=== Text block ===

British rock lost one of its finest and most discreet stylists today, with the sad news of Richard Wright’s death. A founder member of Pink Floyd, Wright always stayed scrupulously clear of the spotlight. But his stately keyboard playing added immeasurably to the cosmic grandeur of the band, and his vocal and songwriting collaborations were a critical part of Floyd’s pervasive appeal.

Indeed, it’s a mark of Wright’s discretion that the major battle in Pink Floyd is usually perceived as being between Dave Gilmour and Roger Waters. Wright was actually forced to resign from the band during the recording of The Wall, as his relationship with Waters went awry. He did, however, continue to tour with the band as a hired hand rather than a full-time member.

When Waters left the band, Wright officially rejoined Pink Floyd, and by the time of 1994’s The Division Bell, he was a major contributor alongside Gilmour, co-writing five songs and singing lead on one (“Wearing The Inside Out”).

===

■ Actions to take ■
A. In the piece on Richard Wright, during the recording of which album was Wright forced to resign from Pink Floyd?
B. List every person named in the piece on Richard Wright.
C. Carry on the piece on Richard Wright from the point where it stops.

=== Dataset section ===

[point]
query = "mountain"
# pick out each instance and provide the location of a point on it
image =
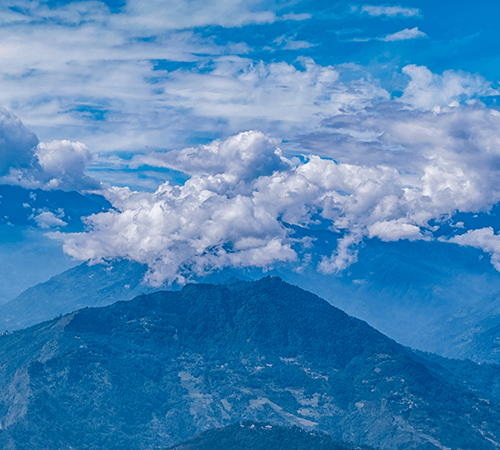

===

■ Results in order ■
A. The Wall

B. Richard Wright, Dave Gilmour, Roger Waters

C.
Wright’s return to prominence within the band on their last album provided a neat career arc. He had, after all, been a huge presence in Pink Floyd from their birth, second only to Syd Barrett as a creative force in their earliest days. He sang lead on “Astronomy Domine” and “Matilda Mother”.

By “The Dark Side Of The Moon”, Wright flourished in his role of musical facilitator for some of the band’s more audacious ideas. Amongst his major songwriting contributions, “The Great Gig In The Sky” and “Us And Them” are obvious stand-outs.

Wright also recorded two solo albums,“Wet Dream” (1978) and “Broken China” (1996). He was also briefly part of Zee, a duo with Fashion’s Dave Harris, in the mid-‘80s.

In recent years, he appeared to be firmly part of Dave Gilmour’s camp. While Nick Mason collaborated with both Gilmour and Roger Waters, Wright opted to stay with the guitarist, appearing on his recent “On An Island” and refusing to join Waters and Mason on their tour of “Dark Side. . .”. Like Gilmour, he showed little interest in pursuing a Pink Floyd reunion after the Live 8 show.

Wright was 65 when he died on September 15, 2008, following a battle with cancer. His spokesman said, “The family of Richard Wright, founder member of Pink Floyd, announce with great sadness that Richard died today after a short struggle with cancer. The family have asked that their privacy is respected at this difficult time.”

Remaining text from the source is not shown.